(Stored items from a collection)
○ ○ ○ ○ ○

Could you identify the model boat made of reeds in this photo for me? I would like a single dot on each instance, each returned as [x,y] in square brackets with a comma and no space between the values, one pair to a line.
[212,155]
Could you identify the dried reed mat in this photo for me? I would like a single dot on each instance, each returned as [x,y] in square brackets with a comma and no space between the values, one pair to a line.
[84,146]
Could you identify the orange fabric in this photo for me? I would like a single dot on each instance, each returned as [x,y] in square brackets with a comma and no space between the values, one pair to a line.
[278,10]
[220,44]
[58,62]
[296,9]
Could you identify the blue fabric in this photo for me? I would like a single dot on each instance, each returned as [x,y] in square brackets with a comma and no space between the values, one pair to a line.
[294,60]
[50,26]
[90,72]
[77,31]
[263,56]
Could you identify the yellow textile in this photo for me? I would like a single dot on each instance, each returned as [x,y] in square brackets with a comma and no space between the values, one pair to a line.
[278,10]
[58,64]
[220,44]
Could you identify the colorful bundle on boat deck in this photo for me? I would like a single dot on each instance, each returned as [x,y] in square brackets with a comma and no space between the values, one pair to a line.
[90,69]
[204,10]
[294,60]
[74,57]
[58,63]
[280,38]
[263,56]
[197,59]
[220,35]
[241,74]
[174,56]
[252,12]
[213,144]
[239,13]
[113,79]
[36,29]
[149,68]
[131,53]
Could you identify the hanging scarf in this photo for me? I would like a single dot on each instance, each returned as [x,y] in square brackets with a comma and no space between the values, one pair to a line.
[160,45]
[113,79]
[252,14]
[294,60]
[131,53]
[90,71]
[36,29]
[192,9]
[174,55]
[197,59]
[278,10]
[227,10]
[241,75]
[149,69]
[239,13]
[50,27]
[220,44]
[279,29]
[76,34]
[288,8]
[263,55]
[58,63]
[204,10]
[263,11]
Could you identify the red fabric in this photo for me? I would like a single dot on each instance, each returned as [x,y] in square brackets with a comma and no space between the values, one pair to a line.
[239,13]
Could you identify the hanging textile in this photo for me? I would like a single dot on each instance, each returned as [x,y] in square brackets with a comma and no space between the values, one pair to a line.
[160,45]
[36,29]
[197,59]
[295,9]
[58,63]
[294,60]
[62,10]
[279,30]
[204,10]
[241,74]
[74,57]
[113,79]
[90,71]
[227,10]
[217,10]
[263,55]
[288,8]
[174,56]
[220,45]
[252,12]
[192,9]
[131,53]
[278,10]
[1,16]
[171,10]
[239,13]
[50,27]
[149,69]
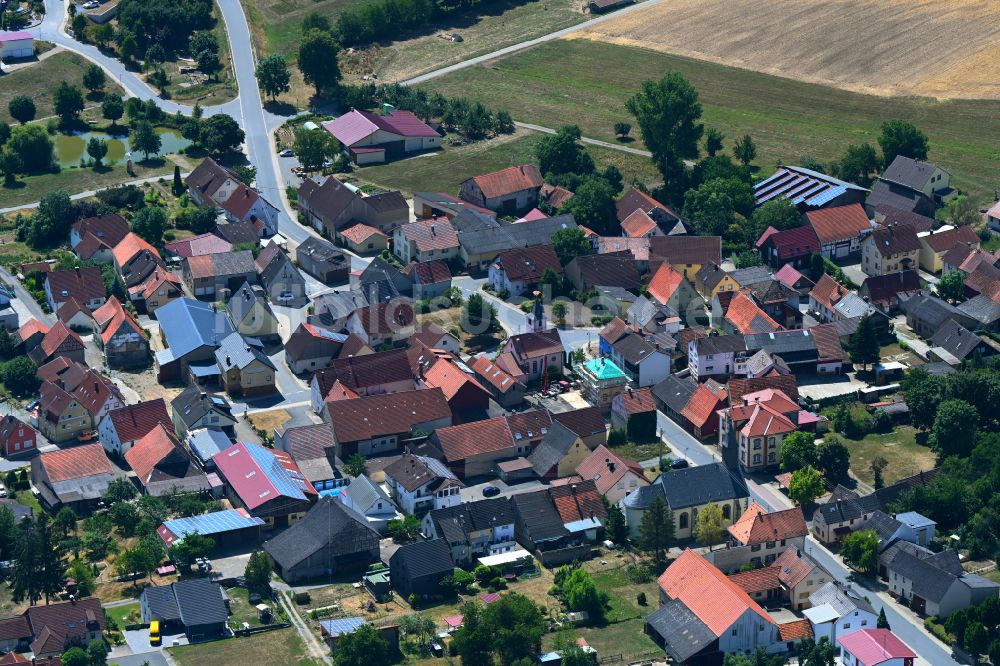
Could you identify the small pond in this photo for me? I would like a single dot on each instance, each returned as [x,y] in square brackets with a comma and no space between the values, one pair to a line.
[71,148]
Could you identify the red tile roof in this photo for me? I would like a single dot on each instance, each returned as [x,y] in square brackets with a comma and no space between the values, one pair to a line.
[746,317]
[756,525]
[509,180]
[705,591]
[638,224]
[839,223]
[578,501]
[875,646]
[132,422]
[76,463]
[665,283]
[476,438]
[529,263]
[149,451]
[606,468]
[701,406]
[130,246]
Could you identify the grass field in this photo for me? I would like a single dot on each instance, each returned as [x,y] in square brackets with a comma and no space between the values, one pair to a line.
[939,48]
[282,647]
[40,80]
[445,170]
[587,82]
[906,457]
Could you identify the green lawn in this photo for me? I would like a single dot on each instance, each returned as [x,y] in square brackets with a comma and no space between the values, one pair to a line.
[587,82]
[906,457]
[40,80]
[282,647]
[443,171]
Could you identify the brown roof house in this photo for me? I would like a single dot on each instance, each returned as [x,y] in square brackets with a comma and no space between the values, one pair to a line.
[329,205]
[209,275]
[518,272]
[512,189]
[76,477]
[211,184]
[84,284]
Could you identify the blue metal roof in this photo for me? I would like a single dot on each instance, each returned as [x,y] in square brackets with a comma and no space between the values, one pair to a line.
[188,324]
[341,626]
[212,523]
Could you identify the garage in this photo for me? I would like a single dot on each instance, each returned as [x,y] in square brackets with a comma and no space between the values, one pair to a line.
[16,45]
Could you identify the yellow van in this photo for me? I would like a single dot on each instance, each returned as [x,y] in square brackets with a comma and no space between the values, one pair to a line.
[154,633]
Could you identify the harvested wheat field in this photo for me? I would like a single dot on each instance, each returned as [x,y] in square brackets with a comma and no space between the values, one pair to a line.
[935,48]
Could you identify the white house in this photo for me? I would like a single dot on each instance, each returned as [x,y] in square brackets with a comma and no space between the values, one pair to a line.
[16,45]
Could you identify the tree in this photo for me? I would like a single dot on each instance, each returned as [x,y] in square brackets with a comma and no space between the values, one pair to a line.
[561,153]
[150,223]
[318,60]
[859,164]
[656,530]
[860,549]
[805,486]
[97,148]
[273,76]
[75,656]
[22,109]
[668,112]
[258,571]
[355,465]
[94,78]
[834,460]
[402,531]
[112,107]
[191,547]
[570,244]
[709,527]
[798,450]
[314,147]
[863,345]
[951,286]
[615,524]
[713,141]
[145,139]
[65,520]
[580,594]
[779,213]
[899,137]
[67,101]
[119,490]
[955,427]
[363,647]
[593,206]
[745,150]
[220,133]
[19,376]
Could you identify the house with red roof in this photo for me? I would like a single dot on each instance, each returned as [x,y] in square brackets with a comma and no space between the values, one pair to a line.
[840,229]
[613,476]
[265,482]
[77,477]
[125,426]
[790,247]
[874,647]
[704,615]
[512,189]
[163,466]
[124,342]
[16,437]
[211,184]
[372,139]
[518,272]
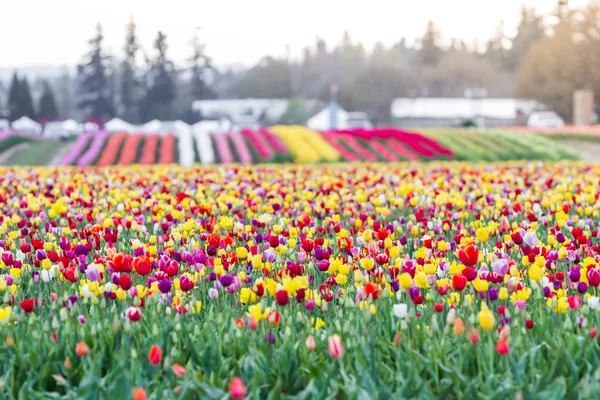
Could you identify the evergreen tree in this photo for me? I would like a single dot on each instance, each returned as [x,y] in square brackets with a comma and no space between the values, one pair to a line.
[94,86]
[529,31]
[14,111]
[25,101]
[130,86]
[47,108]
[430,50]
[161,93]
[200,64]
[496,51]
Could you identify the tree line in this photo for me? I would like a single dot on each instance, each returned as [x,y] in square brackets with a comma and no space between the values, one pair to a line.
[548,58]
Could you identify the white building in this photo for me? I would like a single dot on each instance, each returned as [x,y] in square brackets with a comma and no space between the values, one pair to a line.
[425,112]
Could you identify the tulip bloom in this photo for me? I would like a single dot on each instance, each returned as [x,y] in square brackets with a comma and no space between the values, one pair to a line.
[155,355]
[336,349]
[81,349]
[178,369]
[468,255]
[237,388]
[142,265]
[459,282]
[502,347]
[274,318]
[282,297]
[133,314]
[311,344]
[139,394]
[27,305]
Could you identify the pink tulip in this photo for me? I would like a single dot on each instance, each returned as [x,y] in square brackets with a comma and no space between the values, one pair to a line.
[336,349]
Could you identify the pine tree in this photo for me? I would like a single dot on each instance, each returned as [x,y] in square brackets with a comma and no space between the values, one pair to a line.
[94,88]
[161,93]
[47,108]
[200,64]
[25,101]
[13,97]
[529,31]
[130,85]
[430,50]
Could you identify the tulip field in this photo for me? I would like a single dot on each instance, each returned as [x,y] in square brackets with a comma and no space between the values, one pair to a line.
[336,280]
[281,144]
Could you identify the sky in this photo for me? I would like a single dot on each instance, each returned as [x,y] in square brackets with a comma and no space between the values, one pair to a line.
[44,32]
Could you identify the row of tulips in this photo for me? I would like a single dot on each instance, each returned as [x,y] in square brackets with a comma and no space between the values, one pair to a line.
[167,150]
[149,149]
[129,149]
[428,280]
[406,145]
[306,146]
[239,143]
[111,150]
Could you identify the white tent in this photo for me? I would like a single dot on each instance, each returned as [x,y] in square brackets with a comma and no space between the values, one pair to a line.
[26,124]
[154,126]
[63,128]
[322,121]
[71,126]
[118,125]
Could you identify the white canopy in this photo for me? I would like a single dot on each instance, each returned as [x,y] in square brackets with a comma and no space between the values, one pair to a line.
[322,120]
[118,125]
[26,124]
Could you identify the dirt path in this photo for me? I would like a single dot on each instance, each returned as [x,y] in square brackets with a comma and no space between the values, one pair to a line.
[6,155]
[59,155]
[588,151]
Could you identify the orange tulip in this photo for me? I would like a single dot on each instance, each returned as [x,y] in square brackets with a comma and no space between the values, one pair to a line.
[237,388]
[336,349]
[155,355]
[139,394]
[81,349]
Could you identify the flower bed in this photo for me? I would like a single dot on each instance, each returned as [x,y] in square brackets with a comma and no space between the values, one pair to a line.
[149,149]
[432,280]
[110,153]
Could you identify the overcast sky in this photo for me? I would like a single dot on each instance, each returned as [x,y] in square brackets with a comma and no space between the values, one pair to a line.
[54,32]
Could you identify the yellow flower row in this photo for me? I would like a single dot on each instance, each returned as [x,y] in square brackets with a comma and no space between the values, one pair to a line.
[306,146]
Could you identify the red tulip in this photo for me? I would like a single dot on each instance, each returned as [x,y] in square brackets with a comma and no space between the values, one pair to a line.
[593,276]
[459,282]
[125,282]
[469,273]
[336,349]
[185,283]
[133,314]
[529,324]
[575,302]
[502,347]
[81,349]
[237,388]
[274,318]
[139,394]
[273,241]
[155,355]
[142,265]
[469,255]
[371,289]
[282,297]
[27,305]
[178,369]
[121,263]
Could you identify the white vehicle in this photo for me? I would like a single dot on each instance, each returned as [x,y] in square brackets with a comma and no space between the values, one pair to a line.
[359,120]
[545,119]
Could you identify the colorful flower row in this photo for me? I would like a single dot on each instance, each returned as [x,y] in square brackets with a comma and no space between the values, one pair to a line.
[347,280]
[305,145]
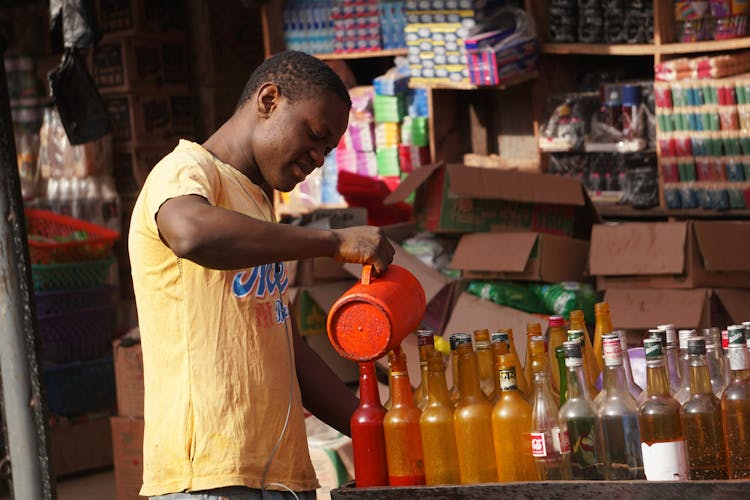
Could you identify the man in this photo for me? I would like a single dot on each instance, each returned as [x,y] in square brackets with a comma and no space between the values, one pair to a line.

○ ○ ○ ○ ○

**Set problem**
Pictures aside, set down the lines from the one containing "Could you identify the overcast" through the end of the records above, exactly and only those.

**Solution to this exercise**
Could you identify the overcast sky in this photo for me? I would like a single dot on each instance, each returned as [x,y] in square brackets with a comma and no space between the values, one pair to a line.
[54,32]
Could you identify the yellow flower row in this photo for me? I would like a single dot on each instance, each returned as [x,y] in square brackets with a comma and no space between the values, one pair to a line.
[306,146]
Could you identify the red tulip in this photo for me? I would like a single dot on each instance, each returned as [x,y] in square brackets with a comma and no space between the values, one pair to a line.
[593,276]
[459,282]
[125,282]
[469,273]
[336,349]
[185,283]
[133,314]
[529,324]
[575,302]
[502,347]
[81,349]
[237,388]
[274,318]
[139,394]
[273,241]
[155,355]
[142,265]
[469,255]
[371,289]
[282,297]
[27,305]
[178,369]
[121,263]
Could you identify the white vehicle in this photo for me? I would like a single dot on each instance, each returned as [x,y] in square brackets with a comma and no space between the values, one pair to a line.
[359,120]
[545,119]
Could you identify the colorful flower row in this photo for me? I would like a single dot on each instance, each returned as [x,y] in square brackets with a comma and no space between the values, one pair to a line.
[347,280]
[305,145]
Could you identify the man in this photo for me? I would like a single dot on each instance, each returned as [x,y] in square brackets with a comma and no space between the values, one pair to a line.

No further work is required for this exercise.